● Task:
Write out the stretch of the article on UK jobs data and the Pound from "The data continues" through "greater domestic inflation.", word for word.

● Document text:
»»

Pound Sterling has responded in a positive fashion to UK labour market data which showed a sharp and unexpected dip in the country's unemployment rate.

Sterling leapt to a 0.3% gain against the Euro and 0.25% against the US Dollar after the UK's unemployment rate was recorded at 4.0% by the Office for National Statistics; markets were expecting it to remain stuck at 4.2%.

This represents the lowest unemployment rate since 1975.

Employment grew by 42K in a three-month-on-three-month basis.

The data continues a strong year-on-year trend in quarterly employment growth:

Yet, despite the good news on falling unemployment, wages continue to disappoint.

Average earnings, with bonus included read at 2.4%; economists and markets were expecting a reading of 2.5%.

The ongoing decline in UK unemployment is therefore not having the typical upward effect on wages, and this will certainly keep Sterling's gains in check.

The slowdown in wages was driven mainly by the private sector as public sector core wages remained stable at 2.2% 3m/y, while headline wages grew slightly faster at 2.2% 3m/y compared to 2.1% 3m/y in May.

The Bank of England is keenly watching UK wage dynamics when it comes to deciding on whether or not to keep pushing interest rates higher with the theory being that rising wages tend to generate greater domestic inflation.

However, that the unemployment rate continues to decline, yet wages remain static, will cause some degree of bewilderment amongst policy makers.

All the more puzzling is that the ONS reports job vacancies to be at 829,000 for May to July 2018 which is 20,000 more than in the February to April period and 51,000 more than at the same time a year earlier. This is in fact the highest since comparable records began in 2001.

There is clearly something wrong with the transmission mechanism between strong labour demand, fewer workers being available and wage dynamics.

Encouragingly though, productivity in Q2 increased by 0.4% q/q offsetting the -0.4% q/q contraction in Q1.

Following the release we see the Pound-to-Dollar exchange rate at 1.2792 and the Pound-to-Euro exchange rate is higher at 1.1220.

"Not the worst UK jobs report. Unemployment down to historic lows at 4% (softer June job gains). Regular pay posted a solid +0.4% monthly growth (need a few more of these for investors to bring forward BoE tightening bets). Overall not enough for GBP to ignore Brexit risks at the moment," says foreign exchange strategist Viraj Patel with ING Bank N.V. in response to the numbers.

««

Stored data:
»»

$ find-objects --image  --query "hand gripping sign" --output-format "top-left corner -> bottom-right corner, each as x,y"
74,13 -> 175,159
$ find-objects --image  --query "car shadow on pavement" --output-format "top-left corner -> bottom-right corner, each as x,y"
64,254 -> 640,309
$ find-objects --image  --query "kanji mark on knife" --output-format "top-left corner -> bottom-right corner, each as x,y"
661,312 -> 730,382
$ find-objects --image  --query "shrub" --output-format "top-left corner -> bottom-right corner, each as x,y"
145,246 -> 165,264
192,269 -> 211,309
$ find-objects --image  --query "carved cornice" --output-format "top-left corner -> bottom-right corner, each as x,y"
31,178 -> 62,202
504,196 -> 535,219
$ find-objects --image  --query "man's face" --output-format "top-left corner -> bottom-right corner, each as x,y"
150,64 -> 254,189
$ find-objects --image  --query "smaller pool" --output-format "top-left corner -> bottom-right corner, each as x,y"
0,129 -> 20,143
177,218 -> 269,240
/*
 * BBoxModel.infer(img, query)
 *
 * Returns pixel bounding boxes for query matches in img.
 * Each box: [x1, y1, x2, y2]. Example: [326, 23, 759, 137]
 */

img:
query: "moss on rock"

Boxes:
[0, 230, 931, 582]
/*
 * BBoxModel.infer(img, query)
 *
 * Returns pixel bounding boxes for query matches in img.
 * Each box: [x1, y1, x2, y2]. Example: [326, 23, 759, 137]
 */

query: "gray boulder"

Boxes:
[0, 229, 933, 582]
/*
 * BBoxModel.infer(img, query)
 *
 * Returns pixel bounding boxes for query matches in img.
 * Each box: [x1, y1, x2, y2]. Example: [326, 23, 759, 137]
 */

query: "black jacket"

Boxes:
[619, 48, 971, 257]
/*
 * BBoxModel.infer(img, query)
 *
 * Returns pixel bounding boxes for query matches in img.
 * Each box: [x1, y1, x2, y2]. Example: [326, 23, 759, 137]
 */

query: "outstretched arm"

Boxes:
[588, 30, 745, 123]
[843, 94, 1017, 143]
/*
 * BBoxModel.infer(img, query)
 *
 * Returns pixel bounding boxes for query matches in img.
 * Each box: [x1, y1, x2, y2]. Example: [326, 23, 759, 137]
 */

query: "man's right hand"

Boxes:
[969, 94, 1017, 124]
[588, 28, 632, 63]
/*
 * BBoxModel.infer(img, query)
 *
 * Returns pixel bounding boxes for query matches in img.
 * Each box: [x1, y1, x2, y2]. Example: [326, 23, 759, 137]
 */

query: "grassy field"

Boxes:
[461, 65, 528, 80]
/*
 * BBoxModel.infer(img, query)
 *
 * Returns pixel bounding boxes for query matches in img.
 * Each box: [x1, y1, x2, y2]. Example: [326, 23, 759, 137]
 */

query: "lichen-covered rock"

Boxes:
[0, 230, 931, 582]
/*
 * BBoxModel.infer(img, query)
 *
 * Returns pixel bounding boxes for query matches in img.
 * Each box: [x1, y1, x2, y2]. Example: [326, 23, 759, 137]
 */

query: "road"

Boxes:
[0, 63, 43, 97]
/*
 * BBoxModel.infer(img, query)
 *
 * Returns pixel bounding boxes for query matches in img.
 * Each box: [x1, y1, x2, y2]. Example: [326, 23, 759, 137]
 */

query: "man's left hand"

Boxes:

««

● Solution to the problem:
The data continues a strong year-on-year trend in quarterly employment growth:

Yet, despite the good news on falling unemployment, wages continue to disappoint.

Average earnings, with bonus included read at 2.4%; economists and markets were expecting a reading of 2.5%.

The ongoing decline in UK unemployment is therefore not having the typical upward effect on wages, and this will certainly keep Sterling's gains in check.

The slowdown in wages was driven mainly by the private sector as public sector core wages remained stable at 2.2% 3m/y, while headline wages grew slightly faster at 2.2% 3m/y compared to 2.1% 3m/y in May.

The Bank of England is keenly watching UK wage dynamics when it comes to deciding on whether or not to keep pushing interest rates higher with the theory being that rising wages tend to generate greater domestic inflation.